━━━━━ ENTRIES PROVIDED ━━━━━

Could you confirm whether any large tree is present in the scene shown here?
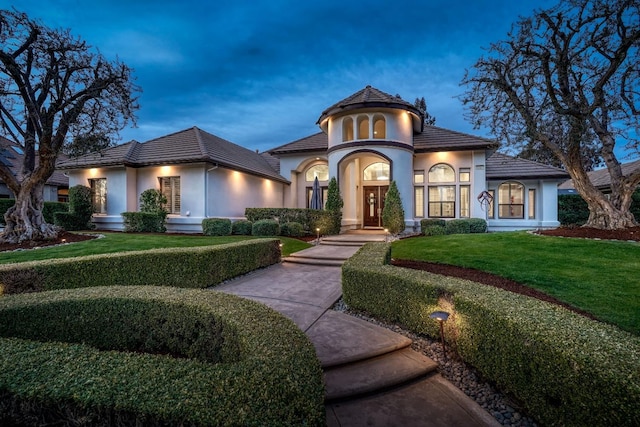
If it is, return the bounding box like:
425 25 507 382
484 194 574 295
462 0 640 229
0 10 139 243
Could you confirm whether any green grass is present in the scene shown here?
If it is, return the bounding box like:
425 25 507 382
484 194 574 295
0 232 311 264
392 232 640 335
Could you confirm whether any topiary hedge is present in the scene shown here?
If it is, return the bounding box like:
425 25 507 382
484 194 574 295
0 286 325 426
0 239 280 295
202 218 231 236
342 243 640 426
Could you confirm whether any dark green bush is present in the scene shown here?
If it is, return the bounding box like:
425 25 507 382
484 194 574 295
420 218 447 230
0 239 280 294
422 225 447 236
121 212 167 233
0 286 325 426
280 222 305 237
342 243 640 426
202 218 231 236
231 219 253 236
467 218 487 233
445 219 471 234
53 185 93 231
251 219 280 236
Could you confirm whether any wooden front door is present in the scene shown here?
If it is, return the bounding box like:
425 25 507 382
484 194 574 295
362 185 389 227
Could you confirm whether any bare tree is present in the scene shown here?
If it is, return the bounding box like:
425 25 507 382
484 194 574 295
461 0 640 229
0 10 139 243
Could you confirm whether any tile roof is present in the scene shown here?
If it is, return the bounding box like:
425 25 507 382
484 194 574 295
558 160 640 190
0 136 69 187
58 126 288 182
317 86 424 124
486 153 569 179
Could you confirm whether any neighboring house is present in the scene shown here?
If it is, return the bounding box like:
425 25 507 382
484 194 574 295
59 86 568 231
558 160 640 194
0 136 69 202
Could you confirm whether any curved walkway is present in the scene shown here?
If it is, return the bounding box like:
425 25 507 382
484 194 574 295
215 232 499 427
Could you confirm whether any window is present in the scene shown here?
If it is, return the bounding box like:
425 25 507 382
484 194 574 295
459 168 471 182
529 188 536 219
89 178 107 214
342 117 353 142
307 187 329 209
304 165 329 182
413 187 424 218
362 162 390 181
429 185 456 218
498 182 524 218
358 116 369 139
429 163 456 182
460 185 471 218
487 190 496 219
373 115 387 139
160 176 180 215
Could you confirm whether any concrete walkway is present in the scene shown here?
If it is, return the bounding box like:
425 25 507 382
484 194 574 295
215 232 499 427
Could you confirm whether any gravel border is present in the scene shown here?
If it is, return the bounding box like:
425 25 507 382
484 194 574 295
333 298 538 427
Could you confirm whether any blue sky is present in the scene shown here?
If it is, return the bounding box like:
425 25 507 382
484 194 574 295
11 0 555 151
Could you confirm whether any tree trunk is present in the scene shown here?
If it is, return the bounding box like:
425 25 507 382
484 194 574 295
0 184 61 243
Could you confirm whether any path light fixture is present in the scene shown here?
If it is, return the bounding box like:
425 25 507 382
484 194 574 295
429 311 449 359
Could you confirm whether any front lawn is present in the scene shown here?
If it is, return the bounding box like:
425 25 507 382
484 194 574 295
392 232 640 335
0 232 310 264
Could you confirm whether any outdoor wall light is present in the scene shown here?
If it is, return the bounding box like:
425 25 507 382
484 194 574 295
429 311 449 359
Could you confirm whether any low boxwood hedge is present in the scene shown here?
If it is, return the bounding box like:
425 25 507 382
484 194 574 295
342 243 640 426
0 286 325 426
0 239 280 295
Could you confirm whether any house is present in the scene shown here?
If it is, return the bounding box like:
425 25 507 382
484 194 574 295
558 160 640 194
0 136 69 202
53 86 568 231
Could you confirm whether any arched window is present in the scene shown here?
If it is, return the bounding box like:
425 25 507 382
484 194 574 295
362 162 390 181
304 165 329 182
498 182 524 218
373 115 387 139
342 117 353 142
358 116 369 139
429 163 456 182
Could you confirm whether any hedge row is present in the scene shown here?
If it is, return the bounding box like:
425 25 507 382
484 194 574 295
0 239 280 295
0 286 325 426
420 218 487 236
245 208 342 234
342 243 640 426
0 199 69 224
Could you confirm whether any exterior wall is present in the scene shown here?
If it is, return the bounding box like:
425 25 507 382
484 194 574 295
487 180 561 231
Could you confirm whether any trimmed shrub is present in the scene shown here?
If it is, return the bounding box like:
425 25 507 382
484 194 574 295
0 239 280 293
382 181 405 235
0 286 325 426
422 225 447 236
251 219 280 236
445 219 471 234
231 219 253 236
342 243 640 426
202 218 231 236
53 185 94 231
280 222 305 237
467 218 488 233
121 212 167 233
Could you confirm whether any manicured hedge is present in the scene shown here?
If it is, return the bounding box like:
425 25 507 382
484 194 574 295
0 286 325 426
202 218 231 236
0 239 280 295
342 243 640 426
121 212 167 233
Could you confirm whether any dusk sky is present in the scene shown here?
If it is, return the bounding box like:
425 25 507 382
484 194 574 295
12 0 556 151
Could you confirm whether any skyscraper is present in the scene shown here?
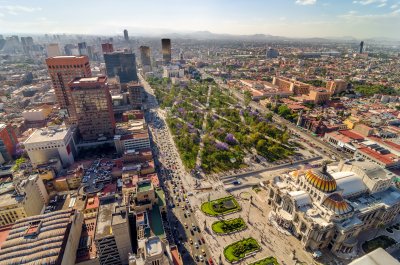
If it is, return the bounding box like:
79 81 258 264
101 43 114 53
360 41 364 53
78 42 88 56
124 29 129 41
104 51 138 83
68 76 115 141
161 39 171 65
139 46 151 66
47 43 61 57
46 56 92 123
21 37 33 54
266 47 279 59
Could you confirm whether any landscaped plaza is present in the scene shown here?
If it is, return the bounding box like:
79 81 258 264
148 78 295 174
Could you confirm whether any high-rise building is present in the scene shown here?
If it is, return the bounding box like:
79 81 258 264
139 46 151 66
86 46 95 60
21 37 33 54
161 39 171 65
104 51 138 84
101 43 114 53
47 43 61 57
124 29 129 41
68 76 115 141
46 56 92 123
0 209 83 265
0 123 18 161
78 42 89 56
266 48 279 59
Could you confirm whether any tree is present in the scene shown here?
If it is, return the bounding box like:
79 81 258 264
243 90 253 107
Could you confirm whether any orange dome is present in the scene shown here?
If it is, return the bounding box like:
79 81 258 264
322 193 353 214
306 170 336 192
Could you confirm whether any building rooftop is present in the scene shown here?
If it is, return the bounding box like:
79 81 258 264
150 204 165 238
349 248 399 265
24 127 70 144
138 182 152 192
0 190 24 208
0 210 74 265
95 200 118 240
146 236 163 257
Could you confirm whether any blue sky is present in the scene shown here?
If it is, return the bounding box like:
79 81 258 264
0 0 400 38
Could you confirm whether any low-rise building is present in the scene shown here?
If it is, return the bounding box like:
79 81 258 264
24 126 77 167
0 175 49 226
265 161 400 258
95 199 132 265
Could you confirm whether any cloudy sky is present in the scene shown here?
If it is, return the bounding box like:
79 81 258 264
0 0 400 38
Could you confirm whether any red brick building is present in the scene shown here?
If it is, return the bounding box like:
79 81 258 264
0 123 18 160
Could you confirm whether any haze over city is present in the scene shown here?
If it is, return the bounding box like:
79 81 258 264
0 0 400 38
0 0 400 265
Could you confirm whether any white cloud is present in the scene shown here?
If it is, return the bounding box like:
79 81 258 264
296 0 317 6
0 5 42 15
353 0 387 7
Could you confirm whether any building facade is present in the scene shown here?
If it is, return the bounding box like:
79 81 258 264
0 210 83 265
0 175 49 226
104 51 138 84
69 76 115 141
46 56 92 123
0 123 18 161
101 43 114 53
266 161 400 258
161 39 172 65
24 127 77 167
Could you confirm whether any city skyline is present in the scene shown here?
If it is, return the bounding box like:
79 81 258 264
0 0 400 38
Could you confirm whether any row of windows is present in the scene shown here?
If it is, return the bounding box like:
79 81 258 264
49 64 83 69
26 145 62 151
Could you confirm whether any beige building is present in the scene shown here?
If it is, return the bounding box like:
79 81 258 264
326 79 348 95
0 210 83 265
308 90 331 105
266 161 400 258
24 126 77 167
272 76 311 95
95 198 132 265
129 236 172 265
0 175 49 226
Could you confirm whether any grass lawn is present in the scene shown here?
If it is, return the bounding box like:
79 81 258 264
211 217 247 234
362 235 396 253
201 196 240 216
249 257 279 265
224 237 260 262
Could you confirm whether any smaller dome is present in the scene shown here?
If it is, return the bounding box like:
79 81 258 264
322 193 353 214
305 170 336 192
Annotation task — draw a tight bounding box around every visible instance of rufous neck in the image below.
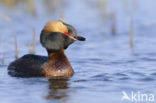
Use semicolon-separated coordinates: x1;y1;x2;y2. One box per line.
48;49;69;62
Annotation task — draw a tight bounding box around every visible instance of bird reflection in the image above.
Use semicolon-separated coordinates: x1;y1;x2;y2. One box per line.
46;79;69;99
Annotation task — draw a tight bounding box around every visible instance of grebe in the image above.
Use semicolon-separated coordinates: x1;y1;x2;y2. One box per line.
8;20;85;79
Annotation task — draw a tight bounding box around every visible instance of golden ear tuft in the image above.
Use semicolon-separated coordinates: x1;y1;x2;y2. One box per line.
43;20;68;33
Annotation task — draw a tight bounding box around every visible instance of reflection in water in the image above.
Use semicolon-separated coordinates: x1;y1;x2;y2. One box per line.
0;0;64;16
46;79;69;99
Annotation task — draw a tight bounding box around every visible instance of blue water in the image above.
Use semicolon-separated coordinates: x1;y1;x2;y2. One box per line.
0;0;156;103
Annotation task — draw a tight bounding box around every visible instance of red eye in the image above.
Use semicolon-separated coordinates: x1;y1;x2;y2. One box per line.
63;32;77;40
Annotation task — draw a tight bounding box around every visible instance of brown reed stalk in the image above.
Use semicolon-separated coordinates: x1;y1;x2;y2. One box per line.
129;19;134;49
14;34;18;59
33;28;36;54
1;53;5;65
60;11;64;20
111;12;116;35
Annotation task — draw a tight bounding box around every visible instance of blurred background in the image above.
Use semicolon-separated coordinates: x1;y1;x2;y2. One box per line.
0;0;156;103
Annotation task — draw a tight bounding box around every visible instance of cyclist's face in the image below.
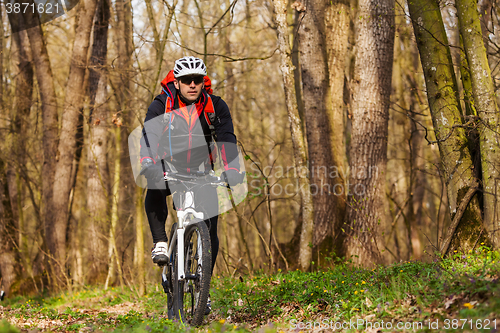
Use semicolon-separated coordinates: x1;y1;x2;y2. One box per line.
174;75;204;103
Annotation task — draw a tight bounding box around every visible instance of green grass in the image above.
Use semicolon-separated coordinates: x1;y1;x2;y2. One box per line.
0;247;500;333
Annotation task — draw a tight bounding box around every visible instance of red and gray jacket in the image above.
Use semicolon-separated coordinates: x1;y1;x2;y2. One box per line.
141;71;239;172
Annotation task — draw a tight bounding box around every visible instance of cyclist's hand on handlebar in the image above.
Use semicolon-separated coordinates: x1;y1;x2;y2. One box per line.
141;158;163;183
222;169;245;187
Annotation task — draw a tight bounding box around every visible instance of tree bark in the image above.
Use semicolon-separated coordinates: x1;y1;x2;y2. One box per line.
47;0;96;287
325;0;350;254
85;0;110;282
297;0;348;260
456;0;500;249
343;0;394;266
409;0;482;249
23;1;58;270
273;0;314;270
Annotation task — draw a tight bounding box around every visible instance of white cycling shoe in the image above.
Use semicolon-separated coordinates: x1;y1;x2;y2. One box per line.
151;242;169;266
205;294;212;316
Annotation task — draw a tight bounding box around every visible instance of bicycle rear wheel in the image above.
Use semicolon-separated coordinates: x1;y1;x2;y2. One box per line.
173;221;212;326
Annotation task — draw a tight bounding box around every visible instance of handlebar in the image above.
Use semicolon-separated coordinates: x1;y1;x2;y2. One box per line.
163;171;229;187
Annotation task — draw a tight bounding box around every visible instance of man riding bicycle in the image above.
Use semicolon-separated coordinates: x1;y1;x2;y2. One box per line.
140;56;243;313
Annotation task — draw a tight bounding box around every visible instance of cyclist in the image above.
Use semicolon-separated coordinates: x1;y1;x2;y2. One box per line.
141;56;243;314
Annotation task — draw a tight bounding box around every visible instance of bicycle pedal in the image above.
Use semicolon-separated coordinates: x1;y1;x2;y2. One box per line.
161;280;171;294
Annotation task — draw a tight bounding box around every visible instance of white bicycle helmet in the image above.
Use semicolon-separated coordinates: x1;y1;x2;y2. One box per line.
174;56;207;78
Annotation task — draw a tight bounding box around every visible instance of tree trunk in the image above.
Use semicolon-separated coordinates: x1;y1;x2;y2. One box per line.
86;0;110;282
4;13;33;275
273;0;314;270
409;0;481;249
343;0;394;266
0;160;18;296
456;0;500;249
46;0;96;287
23;0;58;274
297;0;348;260
325;0;350;254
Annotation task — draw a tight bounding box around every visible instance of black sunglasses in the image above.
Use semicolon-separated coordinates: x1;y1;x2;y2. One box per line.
179;75;203;85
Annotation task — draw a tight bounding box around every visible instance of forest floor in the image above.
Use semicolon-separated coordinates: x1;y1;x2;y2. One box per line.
0;247;500;333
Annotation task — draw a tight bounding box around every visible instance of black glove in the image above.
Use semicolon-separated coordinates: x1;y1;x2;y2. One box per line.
222;169;245;187
141;158;163;183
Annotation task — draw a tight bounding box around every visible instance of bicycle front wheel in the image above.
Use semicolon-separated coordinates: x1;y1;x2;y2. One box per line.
174;221;212;326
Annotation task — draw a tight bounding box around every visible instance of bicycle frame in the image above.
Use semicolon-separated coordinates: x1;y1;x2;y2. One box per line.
162;171;227;290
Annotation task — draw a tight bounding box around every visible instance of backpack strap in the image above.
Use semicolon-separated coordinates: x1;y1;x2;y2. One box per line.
203;94;217;141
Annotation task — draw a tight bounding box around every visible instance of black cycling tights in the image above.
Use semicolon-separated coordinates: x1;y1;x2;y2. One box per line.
144;190;219;273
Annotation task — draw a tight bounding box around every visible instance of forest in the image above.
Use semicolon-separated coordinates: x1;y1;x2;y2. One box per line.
0;0;500;322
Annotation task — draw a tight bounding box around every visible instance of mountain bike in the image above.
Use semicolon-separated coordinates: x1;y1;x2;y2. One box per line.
158;167;228;326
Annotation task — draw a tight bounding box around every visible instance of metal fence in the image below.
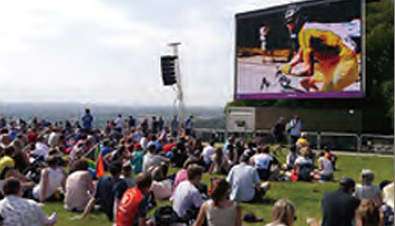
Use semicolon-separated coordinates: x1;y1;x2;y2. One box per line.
195;128;394;154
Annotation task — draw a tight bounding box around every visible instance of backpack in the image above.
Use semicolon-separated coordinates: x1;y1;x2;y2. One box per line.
298;164;313;181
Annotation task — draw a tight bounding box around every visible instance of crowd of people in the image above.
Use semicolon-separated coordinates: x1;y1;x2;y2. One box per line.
0;109;394;226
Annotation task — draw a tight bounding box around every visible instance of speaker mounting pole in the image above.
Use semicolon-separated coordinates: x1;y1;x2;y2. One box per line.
168;42;185;130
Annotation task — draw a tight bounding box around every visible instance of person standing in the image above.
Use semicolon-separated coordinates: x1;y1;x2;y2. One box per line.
321;177;361;226
170;115;179;137
128;115;136;130
288;115;302;145
252;146;281;181
158;116;165;132
81;108;93;132
185;114;193;136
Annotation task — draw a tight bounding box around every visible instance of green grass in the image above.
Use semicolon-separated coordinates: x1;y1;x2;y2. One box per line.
44;156;394;226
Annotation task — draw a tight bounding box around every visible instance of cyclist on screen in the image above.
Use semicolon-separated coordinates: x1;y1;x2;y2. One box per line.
281;6;359;91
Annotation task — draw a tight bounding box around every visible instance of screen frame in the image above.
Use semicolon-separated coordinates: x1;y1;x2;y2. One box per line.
233;0;366;100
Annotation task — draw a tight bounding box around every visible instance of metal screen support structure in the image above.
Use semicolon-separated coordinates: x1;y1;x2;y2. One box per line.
168;42;185;129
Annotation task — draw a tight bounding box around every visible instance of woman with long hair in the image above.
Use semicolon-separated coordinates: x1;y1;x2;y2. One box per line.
194;179;242;226
209;148;229;174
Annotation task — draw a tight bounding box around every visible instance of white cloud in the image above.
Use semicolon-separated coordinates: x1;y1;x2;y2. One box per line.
0;0;304;105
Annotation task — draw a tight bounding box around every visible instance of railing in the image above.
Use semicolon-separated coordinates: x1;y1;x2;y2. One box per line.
195;128;394;154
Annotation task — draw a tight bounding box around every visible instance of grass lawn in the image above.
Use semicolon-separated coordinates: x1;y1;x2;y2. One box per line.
44;156;394;226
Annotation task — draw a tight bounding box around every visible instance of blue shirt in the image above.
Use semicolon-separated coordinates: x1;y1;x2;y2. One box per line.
81;114;93;130
289;119;302;136
185;118;192;129
226;163;261;202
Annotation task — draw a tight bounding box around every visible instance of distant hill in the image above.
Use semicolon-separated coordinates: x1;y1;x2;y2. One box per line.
0;103;225;128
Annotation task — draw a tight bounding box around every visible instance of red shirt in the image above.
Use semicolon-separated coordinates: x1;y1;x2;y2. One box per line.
117;187;146;226
163;143;176;154
27;131;38;143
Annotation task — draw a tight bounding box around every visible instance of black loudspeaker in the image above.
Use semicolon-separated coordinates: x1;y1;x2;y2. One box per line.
160;56;177;86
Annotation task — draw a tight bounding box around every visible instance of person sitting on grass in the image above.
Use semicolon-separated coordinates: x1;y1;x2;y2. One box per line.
64;159;95;212
291;147;314;181
209;148;229;174
194;179;242;226
173;165;203;219
284;145;299;171
321;177;361;226
266;199;296;226
251;146;281;181
33;156;67;203
143;144;169;172
0;146;35;188
324;147;337;170
314;152;333;181
0;178;57;226
355;199;380;226
226;155;270;202
79;162;128;221
116;173;153;226
295;132;310;150
173;156;199;196
355;169;381;205
121;162;135;188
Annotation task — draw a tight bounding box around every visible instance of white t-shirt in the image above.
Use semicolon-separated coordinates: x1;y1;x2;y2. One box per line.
33;142;49;159
318;157;333;176
48;132;60;147
355;184;381;199
202;145;215;164
252;153;276;170
173;180;203;217
33;167;64;199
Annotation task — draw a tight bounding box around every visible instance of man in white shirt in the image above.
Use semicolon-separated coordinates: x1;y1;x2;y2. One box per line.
252;146;281;181
202;141;215;168
226;155;270;202
0;179;57;226
173;165;203;217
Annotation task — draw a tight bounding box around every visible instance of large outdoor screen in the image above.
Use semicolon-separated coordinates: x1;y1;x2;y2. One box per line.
235;0;364;99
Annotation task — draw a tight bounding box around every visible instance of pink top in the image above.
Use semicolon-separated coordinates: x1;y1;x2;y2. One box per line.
173;169;188;196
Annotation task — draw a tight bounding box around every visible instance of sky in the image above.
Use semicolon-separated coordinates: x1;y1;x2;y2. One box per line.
0;0;304;106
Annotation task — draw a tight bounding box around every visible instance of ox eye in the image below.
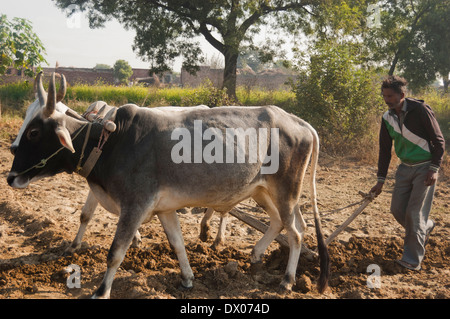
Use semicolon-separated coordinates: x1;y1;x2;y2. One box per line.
27;129;41;141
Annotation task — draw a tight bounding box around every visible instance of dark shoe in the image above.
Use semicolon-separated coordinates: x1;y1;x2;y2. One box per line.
424;221;436;247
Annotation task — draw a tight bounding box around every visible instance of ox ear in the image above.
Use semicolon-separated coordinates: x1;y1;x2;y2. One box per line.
55;125;75;153
34;71;47;107
43;72;56;118
56;74;67;102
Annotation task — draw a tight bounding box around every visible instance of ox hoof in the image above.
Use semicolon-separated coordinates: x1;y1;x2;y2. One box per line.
131;234;142;248
279;276;294;292
200;228;211;243
250;261;264;276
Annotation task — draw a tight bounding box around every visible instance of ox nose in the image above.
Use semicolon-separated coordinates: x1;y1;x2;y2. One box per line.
9;145;18;155
6;173;17;186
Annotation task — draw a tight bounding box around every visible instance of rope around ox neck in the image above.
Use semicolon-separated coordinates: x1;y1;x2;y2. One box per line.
16;123;91;176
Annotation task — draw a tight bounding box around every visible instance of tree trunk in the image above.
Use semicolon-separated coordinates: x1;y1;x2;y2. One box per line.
223;47;239;100
389;50;400;75
443;73;450;93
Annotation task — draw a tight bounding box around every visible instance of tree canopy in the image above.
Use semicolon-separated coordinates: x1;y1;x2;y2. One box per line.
54;0;323;96
0;14;47;77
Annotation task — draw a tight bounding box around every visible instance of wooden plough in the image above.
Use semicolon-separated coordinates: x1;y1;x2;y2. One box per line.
230;191;375;255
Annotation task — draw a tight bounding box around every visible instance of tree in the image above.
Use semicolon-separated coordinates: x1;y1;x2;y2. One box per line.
54;0;322;97
292;40;383;154
366;0;450;90
305;0;450;91
0;14;47;77
114;60;133;84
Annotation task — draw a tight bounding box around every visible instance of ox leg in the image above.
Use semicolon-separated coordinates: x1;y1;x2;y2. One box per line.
200;208;214;242
211;213;227;250
280;208;302;290
66;192;98;253
158;211;194;289
131;230;142;248
92;209;145;299
250;193;283;264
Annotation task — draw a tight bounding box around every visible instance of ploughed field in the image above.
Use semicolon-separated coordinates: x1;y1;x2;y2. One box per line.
0;124;450;299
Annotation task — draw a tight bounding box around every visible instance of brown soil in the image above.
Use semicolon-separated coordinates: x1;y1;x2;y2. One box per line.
0;120;450;299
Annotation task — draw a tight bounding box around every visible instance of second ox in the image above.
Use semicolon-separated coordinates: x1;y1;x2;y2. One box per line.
7;75;329;298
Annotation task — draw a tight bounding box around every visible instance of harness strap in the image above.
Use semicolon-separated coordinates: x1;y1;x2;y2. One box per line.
17;123;91;176
75;123;92;173
76;127;111;178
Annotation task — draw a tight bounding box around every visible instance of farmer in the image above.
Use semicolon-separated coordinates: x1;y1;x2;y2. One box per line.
371;76;445;270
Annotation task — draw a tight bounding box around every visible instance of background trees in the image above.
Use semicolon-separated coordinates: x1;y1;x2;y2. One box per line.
54;0;322;97
0;14;47;76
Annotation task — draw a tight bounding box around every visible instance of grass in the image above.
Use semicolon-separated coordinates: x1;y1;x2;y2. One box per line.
0;82;450;162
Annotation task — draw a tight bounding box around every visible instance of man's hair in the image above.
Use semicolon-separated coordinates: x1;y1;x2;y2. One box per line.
381;75;408;94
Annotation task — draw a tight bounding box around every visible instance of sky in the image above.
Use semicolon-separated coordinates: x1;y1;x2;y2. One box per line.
0;0;217;72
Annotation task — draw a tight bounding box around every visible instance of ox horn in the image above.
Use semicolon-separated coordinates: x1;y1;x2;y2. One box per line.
43;72;56;117
34;71;47;107
56;73;67;103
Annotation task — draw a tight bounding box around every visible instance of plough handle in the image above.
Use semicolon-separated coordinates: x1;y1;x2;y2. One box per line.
325;191;375;246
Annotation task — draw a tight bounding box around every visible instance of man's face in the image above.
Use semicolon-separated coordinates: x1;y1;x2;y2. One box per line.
383;88;405;109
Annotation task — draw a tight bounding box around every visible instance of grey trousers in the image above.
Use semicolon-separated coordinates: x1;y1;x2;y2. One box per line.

━━━━━

- _EXERCISE INSTRUCTIONS_
Please give the material again, starting at the line that contains "Could you confirm whether any row" and ending after the line that contains "224 237 260 262". Replace "beige building" with "tan building" and change nothing else.

- _TASK RESPONSE_
Could you confirm whether any row of windows is present in the scene shown here?
If it is, return the bounding box like:
79 81 258 264
49 64 83 69
26 145 62 151
Could you confirm whether any tan building is present in the scene shown here?
If it is, return the bounding box like:
79 81 258 264
326 79 348 95
0 210 83 265
308 90 331 105
266 161 400 258
24 126 77 167
272 76 311 95
95 198 132 265
129 236 172 265
0 175 49 226
Could you confirm whether any grass lawn is present in the scene shown here?
If it is, return the bounding box like:
79 81 258 264
211 217 247 234
362 235 396 253
201 196 240 216
249 257 279 265
224 237 260 262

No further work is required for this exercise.